** YOUR INSTRUCTIONS **
Set down the material exactly. Keep every line.

** WORKING DATA **

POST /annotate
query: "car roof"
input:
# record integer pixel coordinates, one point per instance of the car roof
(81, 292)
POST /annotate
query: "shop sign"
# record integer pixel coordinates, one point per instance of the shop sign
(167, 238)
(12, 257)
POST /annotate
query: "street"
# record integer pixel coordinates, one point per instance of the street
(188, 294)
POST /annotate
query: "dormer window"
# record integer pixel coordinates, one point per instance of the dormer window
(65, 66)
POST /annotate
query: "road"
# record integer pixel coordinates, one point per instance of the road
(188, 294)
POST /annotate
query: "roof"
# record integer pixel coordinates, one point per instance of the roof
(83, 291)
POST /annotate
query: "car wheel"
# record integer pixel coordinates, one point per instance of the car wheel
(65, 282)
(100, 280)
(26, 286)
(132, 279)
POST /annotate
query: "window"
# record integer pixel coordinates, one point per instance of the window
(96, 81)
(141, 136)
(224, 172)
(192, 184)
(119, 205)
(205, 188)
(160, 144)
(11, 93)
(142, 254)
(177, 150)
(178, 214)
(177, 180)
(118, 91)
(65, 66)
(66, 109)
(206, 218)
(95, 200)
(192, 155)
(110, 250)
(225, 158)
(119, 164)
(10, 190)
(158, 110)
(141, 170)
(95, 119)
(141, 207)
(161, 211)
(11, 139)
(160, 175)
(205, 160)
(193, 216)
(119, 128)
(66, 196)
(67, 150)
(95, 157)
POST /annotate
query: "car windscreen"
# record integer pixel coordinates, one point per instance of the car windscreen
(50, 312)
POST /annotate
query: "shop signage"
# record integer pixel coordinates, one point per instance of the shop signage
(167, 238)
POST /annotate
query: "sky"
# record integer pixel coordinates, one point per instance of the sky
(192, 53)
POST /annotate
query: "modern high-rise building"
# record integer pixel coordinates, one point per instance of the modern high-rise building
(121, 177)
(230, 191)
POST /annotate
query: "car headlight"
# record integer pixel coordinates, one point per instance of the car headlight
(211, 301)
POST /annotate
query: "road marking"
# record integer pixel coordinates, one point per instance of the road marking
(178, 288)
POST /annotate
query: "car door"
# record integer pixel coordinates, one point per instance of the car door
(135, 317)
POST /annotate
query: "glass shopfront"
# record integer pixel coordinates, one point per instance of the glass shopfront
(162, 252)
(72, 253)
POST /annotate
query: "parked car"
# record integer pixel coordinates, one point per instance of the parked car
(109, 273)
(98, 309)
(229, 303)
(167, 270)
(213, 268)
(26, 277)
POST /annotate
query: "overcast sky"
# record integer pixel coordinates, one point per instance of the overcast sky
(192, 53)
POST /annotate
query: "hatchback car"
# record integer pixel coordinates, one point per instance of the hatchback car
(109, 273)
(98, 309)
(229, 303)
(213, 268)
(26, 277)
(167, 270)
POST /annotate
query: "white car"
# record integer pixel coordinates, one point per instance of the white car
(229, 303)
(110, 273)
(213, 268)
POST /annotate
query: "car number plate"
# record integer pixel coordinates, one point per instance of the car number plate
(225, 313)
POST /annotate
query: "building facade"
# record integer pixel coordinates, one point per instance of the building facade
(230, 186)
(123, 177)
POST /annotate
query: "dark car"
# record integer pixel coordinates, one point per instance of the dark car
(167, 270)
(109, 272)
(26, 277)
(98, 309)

** COMPLETED TASK **
POST /annotate
query: "car roof"
input:
# record integer pixel coordinates, one point per instance of the car roof
(81, 292)
POST /annotate
query: "shop sign"
# record integer pixel coordinates, one point per instance of the shop sign
(167, 238)
(12, 257)
POST /annotate
query: "street"
# record integer pixel coordinates, one point per instance of the street
(188, 294)
POST /annotate
query: "dormer window"
# record integer pixel coordinates, one point per instance of the dormer window
(65, 66)
POST /annotate
query: "road"
# record integer pixel coordinates, one point per instance of the road
(188, 294)
POST /annotate
query: "roof"
# record integer pixel coordinates, one point per instance of the roof
(83, 291)
POST /annotate
query: "car wheel"
# record integer pixel coordinates, one point per instance of the car wheel
(65, 282)
(100, 280)
(26, 286)
(132, 279)
POST /annotate
query: "window"
# record integer pixel coordinates, one point per instance of the window
(96, 81)
(141, 136)
(224, 172)
(192, 184)
(119, 205)
(205, 188)
(160, 144)
(11, 93)
(142, 254)
(177, 150)
(178, 214)
(177, 180)
(118, 91)
(65, 66)
(66, 109)
(206, 218)
(95, 200)
(192, 155)
(110, 250)
(225, 158)
(119, 164)
(10, 190)
(158, 110)
(141, 170)
(95, 119)
(141, 207)
(161, 211)
(11, 139)
(160, 175)
(205, 160)
(193, 216)
(119, 128)
(66, 196)
(67, 150)
(95, 157)
POST /annotate
query: "car windscreen"
# record integer pixel coordinates, one point per instance of the car windscreen
(50, 312)
POST /annotate
query: "shop signage"
# record integer pixel coordinates, one point per instance of the shop signage
(167, 238)
POST /annotate
query: "sky"
# record integer pixel coordinates, one point per instance of the sky
(192, 53)
POST /annotate
query: "modern high-rise building"
# record integer pixel coordinates, one point per instance of the modern high-rise building
(121, 177)
(230, 191)
POST /annotate
query: "car headlight"
# record integer pixel coordinates, one point per instance of the car headlight
(211, 301)
POST /annotate
query: "road marking"
# record integer pixel coordinates, one point per instance of the road marking
(178, 288)
POST /annotate
query: "car door"
# record integer pixel coordinates, one point per instance of the car door
(135, 317)
POST /annotate
query: "glass shopfront"
# record integer pixel coordinates, one point per instance of the glass shopfront
(162, 252)
(72, 253)
POST /annotate
query: "parked car"
# record integer pixel coordinates, one point per instance of the parked car
(109, 273)
(98, 309)
(229, 303)
(167, 270)
(213, 268)
(26, 277)
POST /annotate
query: "overcast sky"
# record integer pixel coordinates, one point per instance of the overcast sky
(192, 53)
POST /annotate
query: "hatchback car"
# record integer pixel coordinates, one point per instance of the hatchback car
(109, 273)
(98, 309)
(229, 303)
(213, 268)
(26, 277)
(167, 270)
POST /annotate
query: "white car"
# record integer pixel coordinates, one point per instance of the white car
(229, 303)
(110, 273)
(213, 268)
POST /annotate
query: "car number plate"
# record integer pixel coordinates, one point per instance of the car number plate
(225, 313)
POST /annotate
query: "building facade"
# record integer pixel coordinates, one point per instance of the building facade
(230, 186)
(123, 177)
POST /annotate
query: "dark car"
# record integer pixel coordinates, one point per instance of the dark car
(167, 270)
(109, 272)
(26, 277)
(98, 309)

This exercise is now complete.